— begin —
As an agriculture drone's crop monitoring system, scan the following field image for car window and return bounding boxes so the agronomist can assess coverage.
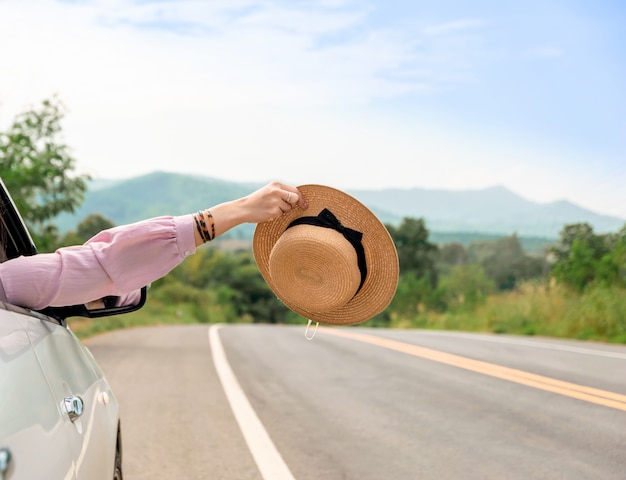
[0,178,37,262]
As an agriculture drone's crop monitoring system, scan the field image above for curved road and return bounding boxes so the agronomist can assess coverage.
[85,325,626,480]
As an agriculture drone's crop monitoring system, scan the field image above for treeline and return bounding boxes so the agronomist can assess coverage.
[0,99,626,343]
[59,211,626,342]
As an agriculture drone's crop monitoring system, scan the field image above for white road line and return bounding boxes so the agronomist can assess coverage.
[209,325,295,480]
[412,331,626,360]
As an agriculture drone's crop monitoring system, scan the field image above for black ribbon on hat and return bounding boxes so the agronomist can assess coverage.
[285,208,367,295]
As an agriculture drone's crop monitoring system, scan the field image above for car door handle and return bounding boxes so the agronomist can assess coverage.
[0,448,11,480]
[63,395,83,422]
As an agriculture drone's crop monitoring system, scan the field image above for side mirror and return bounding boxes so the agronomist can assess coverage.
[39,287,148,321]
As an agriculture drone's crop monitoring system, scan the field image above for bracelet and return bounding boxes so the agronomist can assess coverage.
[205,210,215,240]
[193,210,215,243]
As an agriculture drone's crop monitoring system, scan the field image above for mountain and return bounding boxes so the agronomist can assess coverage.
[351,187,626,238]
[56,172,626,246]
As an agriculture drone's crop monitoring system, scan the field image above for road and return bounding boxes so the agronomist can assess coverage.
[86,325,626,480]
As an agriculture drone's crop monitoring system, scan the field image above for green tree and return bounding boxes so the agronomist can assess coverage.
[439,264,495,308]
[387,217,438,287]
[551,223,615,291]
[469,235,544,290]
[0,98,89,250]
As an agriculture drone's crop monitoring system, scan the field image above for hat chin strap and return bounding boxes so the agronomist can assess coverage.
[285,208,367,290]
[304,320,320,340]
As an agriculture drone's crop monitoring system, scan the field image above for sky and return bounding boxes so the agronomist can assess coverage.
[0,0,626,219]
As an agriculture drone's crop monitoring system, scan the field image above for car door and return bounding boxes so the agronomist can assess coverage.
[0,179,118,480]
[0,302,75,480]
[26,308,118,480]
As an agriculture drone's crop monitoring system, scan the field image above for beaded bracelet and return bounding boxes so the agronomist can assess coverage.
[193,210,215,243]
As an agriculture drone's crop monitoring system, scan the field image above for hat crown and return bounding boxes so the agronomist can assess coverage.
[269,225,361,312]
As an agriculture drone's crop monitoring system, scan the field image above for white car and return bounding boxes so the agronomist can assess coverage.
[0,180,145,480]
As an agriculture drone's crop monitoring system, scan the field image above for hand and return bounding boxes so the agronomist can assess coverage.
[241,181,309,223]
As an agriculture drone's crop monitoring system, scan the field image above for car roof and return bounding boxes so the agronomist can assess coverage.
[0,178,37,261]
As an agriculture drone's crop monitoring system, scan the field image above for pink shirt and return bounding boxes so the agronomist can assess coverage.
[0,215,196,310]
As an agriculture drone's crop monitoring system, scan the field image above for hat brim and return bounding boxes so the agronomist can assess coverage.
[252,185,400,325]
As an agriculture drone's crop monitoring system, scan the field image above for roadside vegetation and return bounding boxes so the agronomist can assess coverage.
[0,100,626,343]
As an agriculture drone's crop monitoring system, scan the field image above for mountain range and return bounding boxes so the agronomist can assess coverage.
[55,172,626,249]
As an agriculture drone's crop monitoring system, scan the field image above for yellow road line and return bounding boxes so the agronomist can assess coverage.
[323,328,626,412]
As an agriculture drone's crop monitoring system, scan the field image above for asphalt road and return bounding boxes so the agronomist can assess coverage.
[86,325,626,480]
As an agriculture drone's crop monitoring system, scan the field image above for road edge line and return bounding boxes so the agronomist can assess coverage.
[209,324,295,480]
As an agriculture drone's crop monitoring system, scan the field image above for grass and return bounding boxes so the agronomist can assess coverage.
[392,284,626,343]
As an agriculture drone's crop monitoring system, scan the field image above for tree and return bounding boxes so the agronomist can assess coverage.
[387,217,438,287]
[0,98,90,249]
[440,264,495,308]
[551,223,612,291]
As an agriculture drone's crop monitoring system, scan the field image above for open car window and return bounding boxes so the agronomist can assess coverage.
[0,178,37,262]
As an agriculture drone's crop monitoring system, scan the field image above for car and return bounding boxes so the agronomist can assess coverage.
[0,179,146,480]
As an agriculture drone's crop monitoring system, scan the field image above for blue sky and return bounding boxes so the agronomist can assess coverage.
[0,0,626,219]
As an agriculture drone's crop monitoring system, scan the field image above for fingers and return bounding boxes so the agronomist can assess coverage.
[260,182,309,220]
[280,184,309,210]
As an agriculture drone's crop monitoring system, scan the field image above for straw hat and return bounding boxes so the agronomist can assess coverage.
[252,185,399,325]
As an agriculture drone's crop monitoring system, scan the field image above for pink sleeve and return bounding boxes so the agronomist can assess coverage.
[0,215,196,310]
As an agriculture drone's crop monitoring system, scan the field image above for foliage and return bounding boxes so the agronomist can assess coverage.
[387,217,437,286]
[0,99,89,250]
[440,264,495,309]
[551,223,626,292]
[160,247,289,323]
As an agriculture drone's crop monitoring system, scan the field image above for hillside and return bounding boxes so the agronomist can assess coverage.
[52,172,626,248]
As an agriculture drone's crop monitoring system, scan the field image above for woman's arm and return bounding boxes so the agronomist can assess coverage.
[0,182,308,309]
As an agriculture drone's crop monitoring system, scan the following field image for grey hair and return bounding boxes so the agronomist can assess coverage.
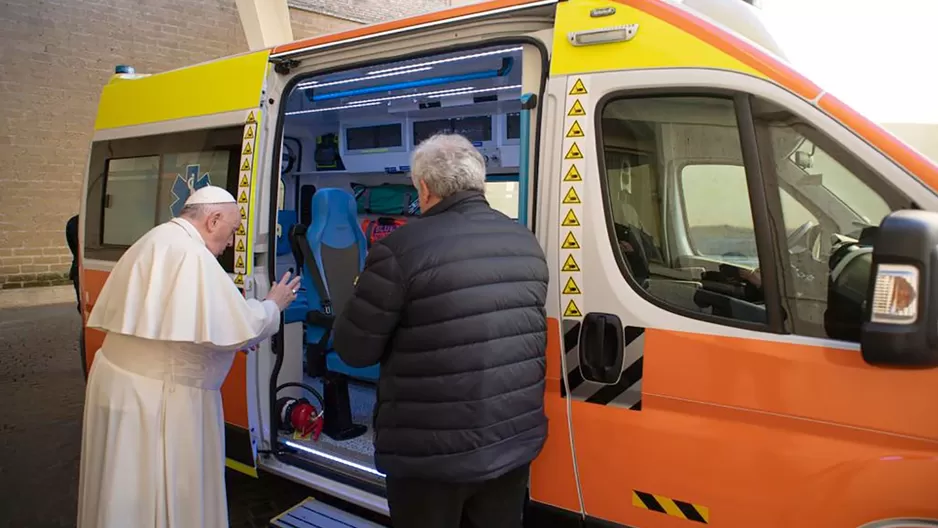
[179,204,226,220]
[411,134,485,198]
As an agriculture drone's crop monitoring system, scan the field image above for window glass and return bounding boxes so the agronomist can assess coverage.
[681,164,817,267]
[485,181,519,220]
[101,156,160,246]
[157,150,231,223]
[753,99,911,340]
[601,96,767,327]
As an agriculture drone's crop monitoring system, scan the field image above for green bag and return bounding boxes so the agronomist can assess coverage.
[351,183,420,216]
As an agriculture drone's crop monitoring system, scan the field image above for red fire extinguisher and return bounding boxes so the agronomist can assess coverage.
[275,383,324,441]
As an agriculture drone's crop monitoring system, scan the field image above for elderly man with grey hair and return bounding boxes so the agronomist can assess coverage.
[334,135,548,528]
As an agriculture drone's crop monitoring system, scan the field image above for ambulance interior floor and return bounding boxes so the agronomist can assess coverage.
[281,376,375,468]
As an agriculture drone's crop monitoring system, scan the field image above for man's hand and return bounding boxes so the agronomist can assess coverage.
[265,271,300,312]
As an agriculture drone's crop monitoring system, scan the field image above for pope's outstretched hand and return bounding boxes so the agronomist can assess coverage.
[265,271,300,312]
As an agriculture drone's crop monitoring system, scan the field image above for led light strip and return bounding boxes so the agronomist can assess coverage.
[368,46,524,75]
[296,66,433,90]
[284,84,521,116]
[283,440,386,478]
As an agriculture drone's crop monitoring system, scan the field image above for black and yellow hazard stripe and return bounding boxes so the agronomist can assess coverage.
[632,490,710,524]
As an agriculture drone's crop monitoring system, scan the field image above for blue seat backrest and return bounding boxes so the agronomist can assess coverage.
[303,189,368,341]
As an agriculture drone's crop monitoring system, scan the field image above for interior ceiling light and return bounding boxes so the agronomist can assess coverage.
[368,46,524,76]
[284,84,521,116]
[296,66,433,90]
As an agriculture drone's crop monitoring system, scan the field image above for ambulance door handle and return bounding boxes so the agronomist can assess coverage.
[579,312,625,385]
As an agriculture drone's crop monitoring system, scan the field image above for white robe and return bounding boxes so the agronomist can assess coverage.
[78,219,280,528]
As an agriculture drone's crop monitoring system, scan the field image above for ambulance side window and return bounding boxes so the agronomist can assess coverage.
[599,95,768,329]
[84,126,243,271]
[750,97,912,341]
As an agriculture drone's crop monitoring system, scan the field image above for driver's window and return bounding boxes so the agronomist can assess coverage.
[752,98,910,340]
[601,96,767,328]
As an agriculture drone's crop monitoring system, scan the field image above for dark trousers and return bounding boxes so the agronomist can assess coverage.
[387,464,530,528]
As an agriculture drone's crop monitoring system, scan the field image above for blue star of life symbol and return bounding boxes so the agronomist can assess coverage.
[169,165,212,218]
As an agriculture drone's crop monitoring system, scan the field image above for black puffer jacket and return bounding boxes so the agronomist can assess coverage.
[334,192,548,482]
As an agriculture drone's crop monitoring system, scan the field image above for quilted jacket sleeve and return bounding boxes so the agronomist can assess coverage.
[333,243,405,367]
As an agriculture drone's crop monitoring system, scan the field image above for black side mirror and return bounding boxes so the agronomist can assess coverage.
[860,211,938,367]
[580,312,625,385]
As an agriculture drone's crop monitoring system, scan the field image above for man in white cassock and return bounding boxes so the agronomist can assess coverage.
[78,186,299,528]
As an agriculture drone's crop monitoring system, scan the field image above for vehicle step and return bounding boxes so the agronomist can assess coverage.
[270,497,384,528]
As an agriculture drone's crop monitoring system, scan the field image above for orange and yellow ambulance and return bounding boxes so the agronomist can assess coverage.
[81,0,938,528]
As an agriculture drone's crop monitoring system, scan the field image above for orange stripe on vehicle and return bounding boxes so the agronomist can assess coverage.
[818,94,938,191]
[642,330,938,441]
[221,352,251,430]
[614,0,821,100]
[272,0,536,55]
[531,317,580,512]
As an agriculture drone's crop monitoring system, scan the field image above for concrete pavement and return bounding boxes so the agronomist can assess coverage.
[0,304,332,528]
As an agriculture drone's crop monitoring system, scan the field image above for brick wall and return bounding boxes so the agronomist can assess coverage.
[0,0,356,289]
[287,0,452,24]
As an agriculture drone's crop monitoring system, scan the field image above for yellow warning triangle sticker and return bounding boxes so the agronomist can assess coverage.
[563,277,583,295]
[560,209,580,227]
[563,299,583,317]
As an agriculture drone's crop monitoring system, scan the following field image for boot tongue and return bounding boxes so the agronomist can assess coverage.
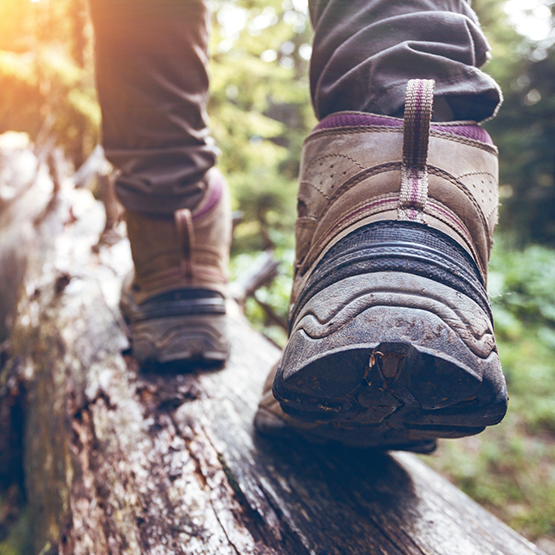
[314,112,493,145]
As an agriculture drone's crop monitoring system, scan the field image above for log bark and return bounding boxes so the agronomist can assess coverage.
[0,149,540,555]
— end —
● **Do this**: Give the stretch of rows from the line containing "for black and" through the line containing "[333,243,405,367]" again, changing every "agronomist" to "crop scout" and leaving everything else unchanged.

● **Final result**:
As an agriculture drone's crop monitoring system, scan the field image above for black and yellow hazard stripe and return bounding boxes so the crop scout can assess coverage.
[632,490,710,524]
As an agriculture drone's crop monitoring system, scan the field image above for blue seat backrest and return bounding boxes so the crop scout can assess coverage.
[303,189,368,341]
As an agriculture drone's crop monitoring system, scan the field image above for interior ceiling light and return bounding boxes so the crop scout can assess coverage.
[368,46,524,76]
[284,84,521,116]
[296,66,433,90]
As an agriculture drone's crop monitoring system, scan the field image above for ambulance door handle and return bounding boxes so the crop scout can assess coverage.
[579,312,625,385]
As an agriculture drone's crop monitoring system, scan the field image above for white robe and return bounding boxes so the crop scout can assess coverage.
[78,219,280,528]
As an agriculture drone's crop monitoring system, scan the field image above for ambulance side window and return bounding boxes so the crop scout can assess coverage.
[599,95,768,329]
[84,126,243,271]
[750,97,912,341]
As an agriculture drone's crop monitoring system, scan the field image above for driver's window and return bounding boxes so the crop scout can assess coverage.
[752,98,910,340]
[601,96,767,328]
As an agriculture drone's crop monitoring system, scan the field image above for dark trousers and return bounding boxes so the crop scout can assess coverage.
[387,464,530,528]
As an agriculture drone's crop monitoring system, scan the field image above for blue star of life symbol and return bounding boxes so the crop scout can assess coverage.
[169,165,212,218]
As an agriculture drone's crop monitoring system, scan the field image above for black puffer jacket and return bounding boxes so the crop scout can assess coverage.
[334,192,548,482]
As an agriculture drone's crop monitoring system, scan the field image above for quilted jacket sleeve and return bounding boxes so the crop scout can assess coverage.
[333,243,405,367]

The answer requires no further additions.